PAGE EXCERPT.
>> begin
An Ethernet frame is built starting with the Data field, which is formatted based on the protocol used, for example, TCP. The maximum size of the data portion (payload) that can be used inside an Ethernet frame is 1500 bytes, but it generally should not exceed 1460 bytes because you also need to account for Layer 2 and Layer 3 headers. The next step in building the packet is adding a TCP and an IP header of 20 bytes each. To be able to send the data out, you need 1500 bytes of IP information. In addition, you should also count the Layer 2 header and trailer, which might make the packet larger than 1500 bytes. This may cause issues on networks that cannot handle frames larger than 1500 bytes, so the solution would be to fragment the packet. An example of this Ethernet frame is shown in Figure 12.1 below:
Figure 12.1 – Ethernet Frame Components
A possible workaround to avoid packet fragmentation is configuring the systems so they do not send so much data in a single packet. Depending on the type of network connections and encapsulation methods used, you should perform a precise calculation of the size of the Layer 2, Layer 3, and Layer 4 headers to figure out the maximum size the data portion can be to keep the frame lower than 1500 bytes.
Note: Another case in which the frame can become larger than 1500 bytes is when using tunneling techniques that add an additional IP header on top. You should also consider this when calculating the maximum size of the data portion. |
The MTU size is generally configured on a router or some other network device and it does not change often. Once you configure a link and set up an MTU, chances are that this will be stable for a long time, so as soon as you figure out the optimal MTU value, you can forget about this topic.
Most of the MTU-related problems are caused by tunneled connections, as many modern networks use some kind of tunneling technology that adds additional headers and trailers to an existing packet.
In situations in which packets contain the DF bit, network devices will not be able to do any kind of fragmentation, so if the packet is too large it will send back an ICMP packet to the originating station. The ICMP packet informs the sender that the packet could not be fragmented and suggests that the application send a smaller packet. Unfortunately, this may not always happen, especially when the connection endpoints are far away because ICMP is often filtered in different areas of the network for security reasons. This will make the troubleshooting process even harder, so you have to keep in mind all the possible consequences of setting improper MTU values.
In order to troubleshoot networks on which ICMP is blocked, one way to find out possible MTU bottlenecks is to use an extended ping test, which lets you manually set up different options, like the length of the packet or an option that prevents it from being fragmented. This process allows you to figure out what area of the network is causing problems with that packet size. The extended ping command format on different operating systems is as follows:
- Windows: ping –f –l <packet length> <destination IP address>
- OS X: ping –D –s <packet length> <destination IP address>
Note: The -f and -D keywords in the commands presented above set the Don’t Fragment bit in the packet so that network devices know how to process it. |
The recommended solution for this problem is to start with a high packet size (e.g., 1472) and decrease it if the ping is not successful to figure out the maximum packet size that can reach the destination. Depending on the results of the extended ping tests to various points in the network, you can relate them to the packet size the application uses and perform a deep analysis to figure out what exactly is causing the problem.
By looking at the fragmentation process, understanding the path of the traffic, and using some of the basic troubleshooting techniques presented above, you can optimize exactly the path and the size of the packets you can send to ensure that the applications will be able to communicate as expected across the network.
>> end
GIVEN INFORMATION.
>> begin
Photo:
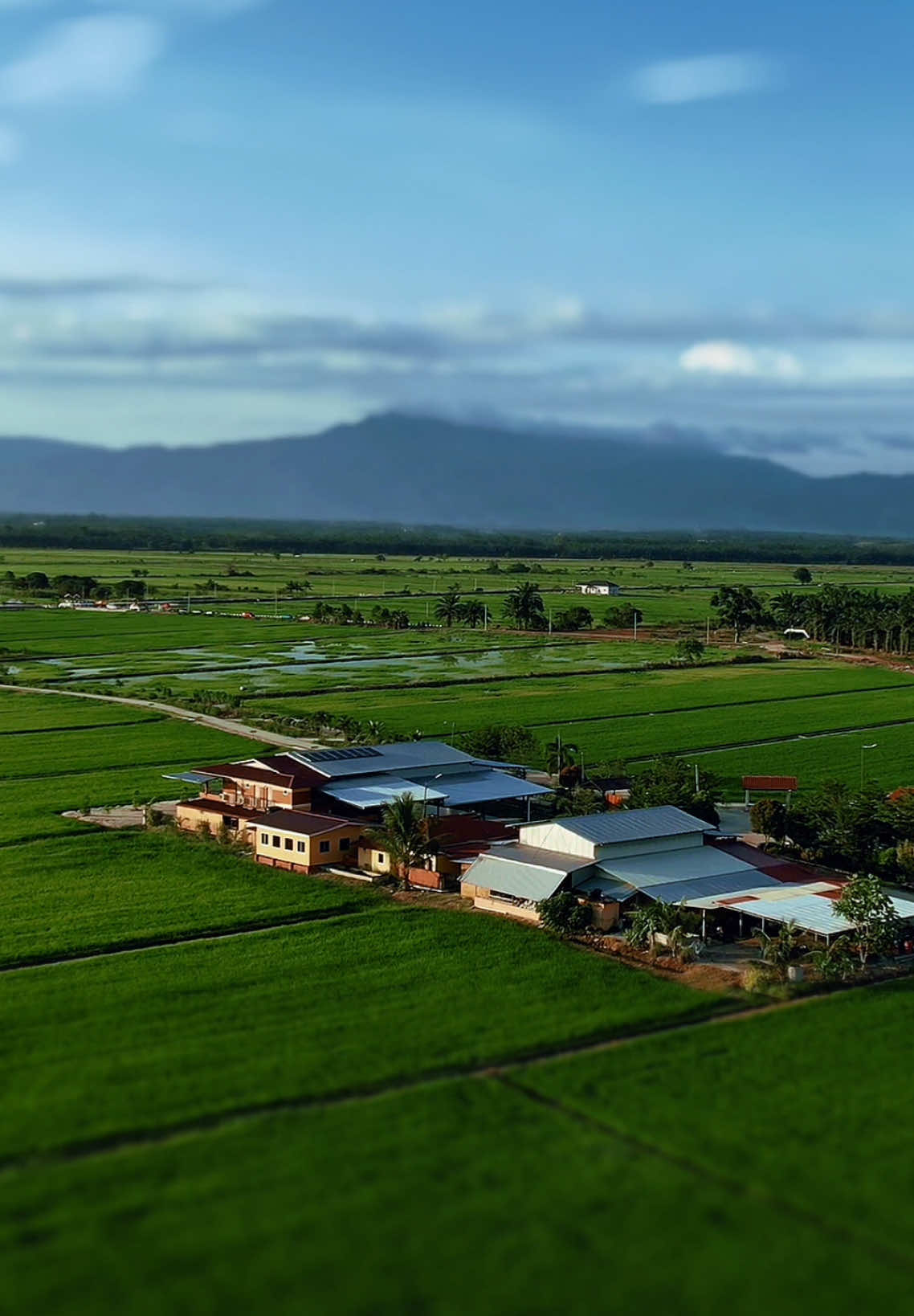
>> end
EXERCISE 1.
Answer these questions from the MTU text, one line each, marked (a), (b), (c):
(a) How many bytes does each of the added TCP and IP headers take?
(b) Which keyword sets the Don't Fragment bit in the OS X extended ping command?
(c) What high packet size does the MTU text suggest starting with for the ping test?
EXERCISE 2.
Please say whether each statement agrees with the MTU text, answering yes or no and quoting the deciding words.
(a) Once a link is set up, its MTU size changes often.
(b) Tunneled connections cause most MTU-related problems.
(c) ICMP is often filtered in parts of the network for security reasons.

SOLUTION 1.
(a) 20 bytes each.
(b) -D
(c) 1472.

SOLUTION 2.
(a) No: "it does not change often"
(b) Yes: "Most of the MTU-related problems are caused by tunneled connections"
(c) Yes: "ICMP is often filtered in different areas of the network for security reasons"